> **Dataset records**
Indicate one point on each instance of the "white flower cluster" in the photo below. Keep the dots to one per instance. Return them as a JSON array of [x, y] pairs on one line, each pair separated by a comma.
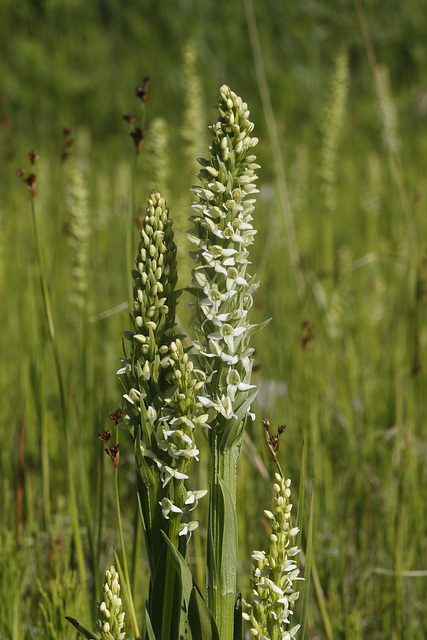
[[273, 595], [222, 234], [160, 382], [110, 615]]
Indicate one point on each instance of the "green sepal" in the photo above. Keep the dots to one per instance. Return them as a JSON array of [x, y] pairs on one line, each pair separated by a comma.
[[84, 631], [201, 621]]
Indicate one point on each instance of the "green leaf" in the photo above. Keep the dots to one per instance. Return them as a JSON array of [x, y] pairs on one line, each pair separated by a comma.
[[149, 626], [201, 621], [182, 569], [301, 496], [235, 426], [84, 631], [238, 619], [307, 570], [229, 548]]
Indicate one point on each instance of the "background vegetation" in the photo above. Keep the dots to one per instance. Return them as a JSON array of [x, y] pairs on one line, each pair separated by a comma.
[[343, 362]]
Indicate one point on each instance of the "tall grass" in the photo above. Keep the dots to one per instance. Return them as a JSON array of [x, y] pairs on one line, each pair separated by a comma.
[[350, 379]]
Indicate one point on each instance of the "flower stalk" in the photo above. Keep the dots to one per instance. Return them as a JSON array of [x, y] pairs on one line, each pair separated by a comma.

> **Problem statement**
Reproduce the complete set of records verbatim and omit the pictures.

> **Your response**
Indicate one point on each instance of the "white flower cluster" in the photo below. Keep the dots to one per instance. Return them as a JSON array of [x, y] pairs on one line, each pair separated by a comma.
[[273, 595], [222, 234], [160, 382], [110, 615]]
Indicate one point on each instance of the "green sepal" in the photo above. Keep the dots to one per instance. Return them as a JSON array of [x, y] pairs on one line, each pair separated by a comma.
[[84, 631], [201, 621]]
Indicate one point on each instance of the "green leaf" in the photo above. Keep the dots to one per instance. Return them as a JSON array of [x, y] pairs on one line, each pair separated by a comma.
[[149, 626], [201, 621], [182, 569], [301, 496], [235, 426], [84, 631], [238, 619], [307, 570], [229, 548]]
Indicate one point on each instance of the "background vegetation" in the photo above. Keep the dots to one per instance. Return them as a JSON array of [x, y] pairs on one line, each pair separated by a comma.
[[343, 362]]
Indicate one point on each instance of the "tall grass" in the photo above. Keep the dots to one per instance. Return them as a JSON array of [x, y] pairs on one line, each pair separated by a comma.
[[350, 379]]
Indicate one point on each instance of the "flower stalk" in the photo above. Keep the dots to one per instance. Return them as a JSON array of [x, y] pairs on one line, each pair separated by a comma.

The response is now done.